#### Exercise details
Reproduce exactly the lines from the one containing "Which pixel sits on the grassy" through the last line of the records below, both included. Leave out any pictures.

#### Supplied information

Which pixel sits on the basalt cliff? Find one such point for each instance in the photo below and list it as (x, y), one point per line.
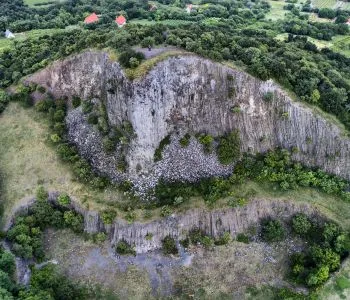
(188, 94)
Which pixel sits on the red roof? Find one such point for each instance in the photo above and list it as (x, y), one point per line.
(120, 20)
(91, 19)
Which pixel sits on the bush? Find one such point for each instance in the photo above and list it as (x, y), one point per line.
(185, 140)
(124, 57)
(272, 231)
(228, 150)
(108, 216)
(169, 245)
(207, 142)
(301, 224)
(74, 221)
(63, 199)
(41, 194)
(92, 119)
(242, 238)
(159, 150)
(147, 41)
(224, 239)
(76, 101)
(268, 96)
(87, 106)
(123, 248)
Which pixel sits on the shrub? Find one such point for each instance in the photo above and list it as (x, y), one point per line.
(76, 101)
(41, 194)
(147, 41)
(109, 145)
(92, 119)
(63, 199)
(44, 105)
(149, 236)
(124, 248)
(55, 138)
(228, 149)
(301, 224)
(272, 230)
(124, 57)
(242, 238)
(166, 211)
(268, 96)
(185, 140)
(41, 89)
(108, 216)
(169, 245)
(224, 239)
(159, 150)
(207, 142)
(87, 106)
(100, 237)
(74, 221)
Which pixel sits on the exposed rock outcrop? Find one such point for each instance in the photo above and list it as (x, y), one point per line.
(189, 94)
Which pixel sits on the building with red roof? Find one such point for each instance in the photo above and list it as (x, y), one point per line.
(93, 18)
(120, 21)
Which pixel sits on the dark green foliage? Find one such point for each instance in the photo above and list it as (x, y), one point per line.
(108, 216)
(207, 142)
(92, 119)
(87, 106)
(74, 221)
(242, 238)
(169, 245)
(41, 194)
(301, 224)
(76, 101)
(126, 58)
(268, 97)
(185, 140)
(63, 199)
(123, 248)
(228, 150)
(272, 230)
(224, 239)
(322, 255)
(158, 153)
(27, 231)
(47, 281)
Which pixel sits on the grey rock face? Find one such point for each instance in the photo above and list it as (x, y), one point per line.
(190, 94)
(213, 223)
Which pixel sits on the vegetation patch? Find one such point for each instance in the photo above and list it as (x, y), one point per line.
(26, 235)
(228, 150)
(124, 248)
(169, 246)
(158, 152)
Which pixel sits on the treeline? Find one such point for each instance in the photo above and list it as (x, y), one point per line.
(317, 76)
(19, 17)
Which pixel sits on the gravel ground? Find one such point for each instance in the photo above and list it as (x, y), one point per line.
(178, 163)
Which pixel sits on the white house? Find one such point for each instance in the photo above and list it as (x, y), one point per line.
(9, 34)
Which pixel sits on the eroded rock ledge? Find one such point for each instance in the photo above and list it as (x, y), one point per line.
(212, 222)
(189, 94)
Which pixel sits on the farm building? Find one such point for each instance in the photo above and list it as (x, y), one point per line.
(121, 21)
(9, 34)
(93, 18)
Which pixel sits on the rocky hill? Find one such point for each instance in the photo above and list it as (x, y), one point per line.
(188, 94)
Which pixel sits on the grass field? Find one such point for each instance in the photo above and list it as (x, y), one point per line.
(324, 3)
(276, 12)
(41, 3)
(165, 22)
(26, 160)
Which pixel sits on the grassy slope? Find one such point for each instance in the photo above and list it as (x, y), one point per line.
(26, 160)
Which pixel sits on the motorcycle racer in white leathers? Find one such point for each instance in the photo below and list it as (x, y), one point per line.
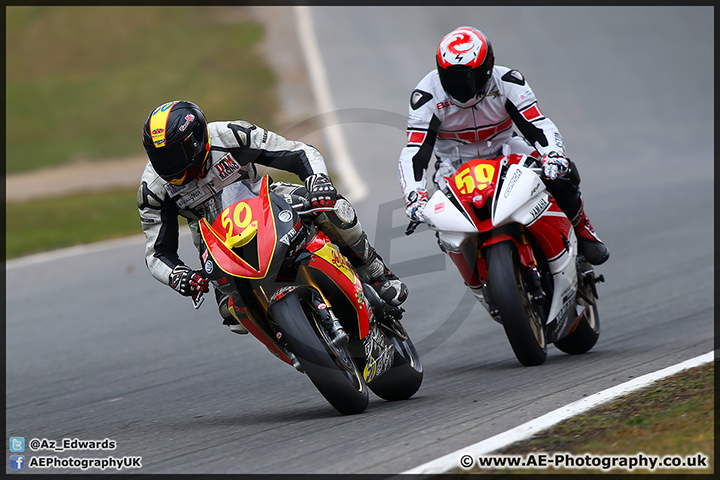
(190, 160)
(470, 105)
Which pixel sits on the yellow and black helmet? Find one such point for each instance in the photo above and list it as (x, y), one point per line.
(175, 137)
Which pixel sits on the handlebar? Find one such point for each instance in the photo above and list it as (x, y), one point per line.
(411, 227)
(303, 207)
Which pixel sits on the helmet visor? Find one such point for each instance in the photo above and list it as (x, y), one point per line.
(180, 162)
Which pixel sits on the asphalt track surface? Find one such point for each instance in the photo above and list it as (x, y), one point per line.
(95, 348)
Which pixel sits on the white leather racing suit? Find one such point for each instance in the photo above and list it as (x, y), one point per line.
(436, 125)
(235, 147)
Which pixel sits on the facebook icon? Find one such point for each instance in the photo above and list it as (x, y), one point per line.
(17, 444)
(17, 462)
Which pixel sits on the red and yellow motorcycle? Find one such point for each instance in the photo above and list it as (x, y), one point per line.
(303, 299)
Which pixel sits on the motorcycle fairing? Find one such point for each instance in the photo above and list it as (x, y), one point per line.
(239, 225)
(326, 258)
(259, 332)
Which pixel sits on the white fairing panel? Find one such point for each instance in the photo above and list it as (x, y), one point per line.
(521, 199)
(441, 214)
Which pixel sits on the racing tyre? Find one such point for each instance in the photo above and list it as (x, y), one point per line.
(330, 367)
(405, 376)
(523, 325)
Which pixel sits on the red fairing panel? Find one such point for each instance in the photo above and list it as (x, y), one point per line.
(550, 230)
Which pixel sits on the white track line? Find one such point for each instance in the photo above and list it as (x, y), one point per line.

#### Reply
Which pixel sits on the grassy slope? Find one such point for each instance in the photo above and list it as (x, y), one point per line.
(26, 160)
Which pixel sits on the motorcycle racer in white leathers? Find one such point for each instance in the photo below and list it as (x, y), one point per line.
(190, 160)
(470, 105)
Which pixel sits on the yellow and black helmet? Find one such point for each instance in the photo above and list it as (x, y), one point per line.
(175, 137)
Which pixel sits on the handlebar? Find one such point for each instance in the photo above and list it as (x, y), one point per line.
(411, 227)
(303, 207)
Which pixel sits on the helmet visor? Find one such point for each instance in the photo above and list it as (x, y), one point per line.
(180, 162)
Which pixel sits on the asphalt track surface? Find one such point for each instance in the photo above and list it as (x, y), one point per line.
(95, 348)
Which pixel sits on the white leather racing suit? Find one such point for each instance in the photo above and list it as (x, y), one point per line.
(436, 125)
(235, 147)
Which pixel sits on the facebook icon? Find one such point for each instance in the photo above and list it as (x, y), one point per line.
(17, 444)
(17, 462)
Which pixel sits on the red and yellow motorcycle? Find one such point for each instance in the photo above and list it as (x, y), one point per line.
(303, 299)
Which pixel sits on the motorcycle fairing? Find one such point for each instance in the photo above and list it as (x, y), one point per line.
(239, 225)
(326, 258)
(259, 332)
Which pixel sits on the white fairing panel? Find one such point for each instance in the photo above and list it as (x, y), one point per line.
(521, 199)
(441, 214)
Which pixel sits on the racing tyre? Find one such point for each instance in the photo above and list it as (x, y), one point per line.
(330, 367)
(405, 376)
(523, 325)
Which pixel sits on the red fairing panel? Find one such point for each instance in the photo above and list it as (x, y), one point per line.
(550, 230)
Which pixel sits on the white track line? Find one such point for each instance in the photo above and list it as (x, y), one point per line.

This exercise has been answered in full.